→ What the exercise asks: The exercise calls for every entry that follows to be repeated exactly.

→ Exercise materials:
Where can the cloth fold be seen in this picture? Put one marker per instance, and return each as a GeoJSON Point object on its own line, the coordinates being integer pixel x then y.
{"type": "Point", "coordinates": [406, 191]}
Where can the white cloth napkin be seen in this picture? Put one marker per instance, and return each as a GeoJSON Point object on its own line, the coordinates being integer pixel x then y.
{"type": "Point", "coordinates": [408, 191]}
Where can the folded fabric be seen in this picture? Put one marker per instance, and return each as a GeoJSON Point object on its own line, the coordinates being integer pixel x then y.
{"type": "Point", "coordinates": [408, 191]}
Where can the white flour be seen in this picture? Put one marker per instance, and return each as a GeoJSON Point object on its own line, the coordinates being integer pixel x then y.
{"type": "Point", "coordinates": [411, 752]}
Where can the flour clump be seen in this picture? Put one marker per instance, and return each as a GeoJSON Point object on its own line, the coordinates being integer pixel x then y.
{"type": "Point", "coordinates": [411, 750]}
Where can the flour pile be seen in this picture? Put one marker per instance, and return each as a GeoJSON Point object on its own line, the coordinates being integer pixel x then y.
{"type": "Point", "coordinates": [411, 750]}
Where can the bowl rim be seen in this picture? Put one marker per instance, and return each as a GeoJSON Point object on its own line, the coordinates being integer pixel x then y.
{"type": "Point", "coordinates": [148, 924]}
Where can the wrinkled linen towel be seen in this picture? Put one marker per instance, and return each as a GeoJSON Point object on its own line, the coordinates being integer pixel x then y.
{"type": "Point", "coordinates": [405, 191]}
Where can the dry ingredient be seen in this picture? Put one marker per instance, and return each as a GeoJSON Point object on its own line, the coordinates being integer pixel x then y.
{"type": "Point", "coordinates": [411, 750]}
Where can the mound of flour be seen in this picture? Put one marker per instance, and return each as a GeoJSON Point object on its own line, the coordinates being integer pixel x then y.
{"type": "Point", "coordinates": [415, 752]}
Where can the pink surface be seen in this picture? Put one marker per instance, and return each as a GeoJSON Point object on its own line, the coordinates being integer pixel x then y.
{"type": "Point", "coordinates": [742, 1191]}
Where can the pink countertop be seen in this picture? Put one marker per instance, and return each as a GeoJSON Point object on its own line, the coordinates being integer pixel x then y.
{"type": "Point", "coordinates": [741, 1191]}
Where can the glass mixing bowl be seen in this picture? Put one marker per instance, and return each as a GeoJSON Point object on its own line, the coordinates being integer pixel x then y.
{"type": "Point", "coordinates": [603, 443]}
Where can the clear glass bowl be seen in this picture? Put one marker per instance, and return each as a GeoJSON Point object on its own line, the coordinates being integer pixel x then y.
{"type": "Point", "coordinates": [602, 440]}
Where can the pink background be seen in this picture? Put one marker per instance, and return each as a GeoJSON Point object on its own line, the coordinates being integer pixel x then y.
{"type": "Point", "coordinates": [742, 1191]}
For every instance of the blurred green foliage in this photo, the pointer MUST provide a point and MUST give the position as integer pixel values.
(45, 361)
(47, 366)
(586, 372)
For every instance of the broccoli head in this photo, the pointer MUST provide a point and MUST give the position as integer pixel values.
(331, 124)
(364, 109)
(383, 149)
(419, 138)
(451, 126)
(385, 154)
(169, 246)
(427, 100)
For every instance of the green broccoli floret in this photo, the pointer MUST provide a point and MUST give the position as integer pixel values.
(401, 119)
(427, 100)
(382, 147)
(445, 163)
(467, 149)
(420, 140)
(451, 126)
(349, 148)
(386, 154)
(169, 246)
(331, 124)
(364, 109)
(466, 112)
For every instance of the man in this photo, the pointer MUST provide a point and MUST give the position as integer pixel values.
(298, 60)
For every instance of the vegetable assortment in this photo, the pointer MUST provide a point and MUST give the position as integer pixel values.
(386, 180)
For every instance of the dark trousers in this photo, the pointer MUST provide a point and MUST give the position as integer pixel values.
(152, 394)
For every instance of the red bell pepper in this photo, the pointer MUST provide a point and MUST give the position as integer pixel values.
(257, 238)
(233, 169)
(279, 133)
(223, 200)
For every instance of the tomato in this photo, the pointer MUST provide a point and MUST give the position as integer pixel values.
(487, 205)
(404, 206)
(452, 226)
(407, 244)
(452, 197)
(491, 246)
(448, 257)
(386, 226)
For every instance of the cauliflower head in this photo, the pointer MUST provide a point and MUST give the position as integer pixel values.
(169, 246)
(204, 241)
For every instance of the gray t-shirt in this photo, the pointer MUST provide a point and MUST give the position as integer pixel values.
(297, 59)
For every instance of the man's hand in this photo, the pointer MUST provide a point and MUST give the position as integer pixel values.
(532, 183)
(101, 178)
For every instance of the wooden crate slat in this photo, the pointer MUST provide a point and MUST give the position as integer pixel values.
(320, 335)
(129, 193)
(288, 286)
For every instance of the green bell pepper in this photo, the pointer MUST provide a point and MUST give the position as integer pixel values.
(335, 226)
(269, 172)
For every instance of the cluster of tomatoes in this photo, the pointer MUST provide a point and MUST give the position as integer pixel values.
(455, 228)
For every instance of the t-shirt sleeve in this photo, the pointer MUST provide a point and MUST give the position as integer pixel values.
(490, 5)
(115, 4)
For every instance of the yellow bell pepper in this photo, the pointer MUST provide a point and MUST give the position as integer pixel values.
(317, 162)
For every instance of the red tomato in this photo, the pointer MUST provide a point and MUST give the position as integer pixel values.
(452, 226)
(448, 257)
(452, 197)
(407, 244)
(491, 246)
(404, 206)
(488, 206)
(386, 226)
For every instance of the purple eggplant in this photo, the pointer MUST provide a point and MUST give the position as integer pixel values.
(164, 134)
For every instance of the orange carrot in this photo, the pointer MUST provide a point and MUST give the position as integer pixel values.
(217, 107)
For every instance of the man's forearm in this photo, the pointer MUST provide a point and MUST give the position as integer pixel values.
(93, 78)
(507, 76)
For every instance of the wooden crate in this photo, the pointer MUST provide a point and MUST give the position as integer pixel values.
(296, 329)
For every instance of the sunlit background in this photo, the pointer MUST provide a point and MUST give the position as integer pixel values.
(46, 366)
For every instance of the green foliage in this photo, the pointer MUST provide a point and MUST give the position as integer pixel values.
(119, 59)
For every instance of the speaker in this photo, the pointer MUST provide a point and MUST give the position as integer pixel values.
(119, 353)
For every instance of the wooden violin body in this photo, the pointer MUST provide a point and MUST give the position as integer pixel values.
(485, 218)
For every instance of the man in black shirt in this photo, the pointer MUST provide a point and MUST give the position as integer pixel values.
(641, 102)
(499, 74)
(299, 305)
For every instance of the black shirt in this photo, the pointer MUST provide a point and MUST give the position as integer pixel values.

→ Task result:
Where can the cloth fold be seen in this picture? Put one marker per instance, and return each as a GeoJSON Point object on its own line, the coordinates being integer pixel x then y.
{"type": "Point", "coordinates": [406, 191]}
Where can the white cloth napkin be seen in this picture? Put one marker per instance, and return each as a GeoJSON Point object on its own line, the coordinates being integer pixel x then y.
{"type": "Point", "coordinates": [408, 191]}
Where can the folded fabric be seen in this picture? Put one marker per instance, and return each as a GeoJSON Point object on its own line, the coordinates being integer pixel x then y.
{"type": "Point", "coordinates": [408, 191]}
Where can the white flour be seen in this picture? Put one marker per instance, and return each as a GeoJSON Point object on its own line, the coordinates being integer pixel x then y.
{"type": "Point", "coordinates": [411, 752]}
Where can the flour clump be seen in this picture? Put one marker per instance, and return each as a GeoJSON Point object on its own line, the coordinates being integer pixel x then y.
{"type": "Point", "coordinates": [411, 750]}
Where can the flour pile be seen in this picture? Put one marker per instance, and return each as a GeoJSON Point object on its own line, the coordinates being integer pixel x then y.
{"type": "Point", "coordinates": [411, 750]}
Where can the bowl rim be seen in this picture? Put one marker per instance, and return each as a GeoJSON Point object on its own line, the coordinates being integer pixel x then y.
{"type": "Point", "coordinates": [148, 924]}
Where can the wrinkled linen towel be seen in this picture? Put one marker per instance, and return each as a GeoJSON Point object on its own line, the coordinates being integer pixel x then y.
{"type": "Point", "coordinates": [405, 191]}
Where can the dry ingredient be seen in this picture? Put one marker per instance, and return each as a GeoJSON Point object on its own line, the coordinates being integer pixel x then y.
{"type": "Point", "coordinates": [411, 750]}
Where can the mound of flour be seen in this picture? Put one marker per instance, and return each as a GeoJSON Point object on its own line, the coordinates being integer pixel x then y.
{"type": "Point", "coordinates": [415, 752]}
Where can the pink surface be seen in this picture? Put one marker per instance, and return each as a GeoJSON Point object on its own line, the coordinates being integer pixel x then y.
{"type": "Point", "coordinates": [742, 1191]}
Where can the pink countertop be seen in this picture? Put one marker per instance, and return each as a GeoJSON Point object on its own line, the coordinates being integer pixel x then y.
{"type": "Point", "coordinates": [741, 1191]}
Where can the glass mixing bowl be seen in this picture? Put one marker per instance, and return each as a GeoJSON Point object on its own line, the coordinates being integer pixel x then y.
{"type": "Point", "coordinates": [603, 443]}
Where can the clear glass bowl be seen in this picture? Put one marker per instance, and return each as a GeoJSON Point object on its own line, the coordinates being integer pixel x then y.
{"type": "Point", "coordinates": [602, 440]}
Where can the pink background be seen in this picture? Put one marker per instance, and return each as a GeoJSON Point object on its own line, the coordinates being integer pixel x then y.
{"type": "Point", "coordinates": [742, 1191]}
For every instance of the blurred green foliage in this photo, the pointer MUST provide a point and MUST give the position as integer pixel values.
(45, 361)
(47, 366)
(586, 372)
For every instance of the broccoli head in this photo, the pointer MUST provide a point and MUST give the position as integer pixel values.
(331, 124)
(364, 109)
(383, 149)
(419, 138)
(451, 126)
(385, 154)
(169, 246)
(427, 100)
For every instance of the green broccoli floret in this photo, the pointer MUST provide a point and MUST give the position as integer pixel values.
(401, 119)
(427, 100)
(382, 147)
(445, 163)
(467, 149)
(420, 140)
(451, 126)
(349, 148)
(386, 154)
(169, 246)
(331, 124)
(364, 109)
(466, 112)
For every instance of the man in this photo, the pointer MUST provide a point and MUST give the position as integer pixel values.
(298, 60)
For every instance of the vegetable assortment in this photo, the pointer MUST provide a point and MUST give the position as integer pixel values.
(386, 180)
For every instance of the dark trousers in this photo, the pointer MUST provide a point and MUST give the position as integer pixel values.
(152, 394)
For every instance of the red bell pepper in this photo, the pointer MUST provide a point and MUST give the position as integer pixel values.
(257, 238)
(233, 169)
(279, 133)
(223, 200)
For every instance of the tomato in this photo, the pointer MUST provide a point and MUST give the position as integer pixel values.
(487, 205)
(404, 206)
(452, 226)
(407, 244)
(452, 197)
(491, 246)
(448, 257)
(386, 226)
For every instance of the cauliflower head in this photo, the pointer MUST provide a point and MUST give the position as integer pixel values.
(169, 246)
(204, 241)
For every instance of the gray t-shirt in this photo, the pointer MUST provide a point and MUST give the position as integer pixel values.
(297, 59)
For every instance of the man's hand in this photo, the pointer MUST provide a point and MUST give the position as integer pixel values.
(532, 183)
(101, 178)
For every instance of the wooden crate slat in this photo, the pointer MUST provide a point and MUST give the position as integer pixel values.
(320, 335)
(129, 193)
(288, 286)
For every instance of the green bell pepper in this photo, the pointer MUST provide a point and MUST give the position as integer pixel values.
(335, 226)
(269, 172)
For every instance of the cluster of tomatoes in this photo, the pointer MUST provide a point and MUST give the position as integer pixel values.
(455, 228)
For every instance of the t-shirt sleeve in this photo, the pointer MUST provide a point and MUST give the position as integer pixel values.
(490, 5)
(115, 4)
For every instance of the yellow bell pepper in this photo, the pointer MUST provide a point and MUST give the position as integer pixel values.
(317, 162)
For every instance of the red tomato in this photo, the pointer MUST provide a point and MUST give the position as integer pixel values.
(452, 226)
(448, 257)
(452, 197)
(407, 244)
(491, 246)
(404, 206)
(488, 206)
(386, 226)
For every instance of the purple eggplant in this photo, the pointer MUST provide a point and MUST give the position as integer pixel values.
(164, 134)
For every instance of the orange carrot in this photo, the pointer MUST provide a point and MUST give the position as integer pixel values.
(217, 107)
For every instance of the man's forearm in this photo, the pointer MUST provide a point and MUST give the position as integer pixel values.
(93, 78)
(507, 76)
For every instance of the wooden crate in this photo, the pointer MUST provide a point and MUST give the position as integer pixel values.
(296, 329)
For every instance of the sunlit background in this photo, the pointer MUST provide a point and MUST give the position as integer pixel values.
(46, 366)
For every instance of the green foliage in this photo, the pointer MUST provide a point and MUST give the position as integer pixel values.
(119, 59)
For every instance of the speaker in this photo, the pointer MUST provide a point and MUST give the position as integer pixel values.
(119, 353)
For every instance of the wooden violin body in this photo, the pointer MUST provide a point and MUST give the position as integer pixel values.
(485, 218)
For every instance of the man in black shirt in this photo, the pointer MUST provide a point and MUST give the position as integer pixel values.
(641, 102)
(499, 74)
(299, 305)
For every instance of the black shirt in this photo, the pointer MUST provide a point and MUST give the position as integer pixel values.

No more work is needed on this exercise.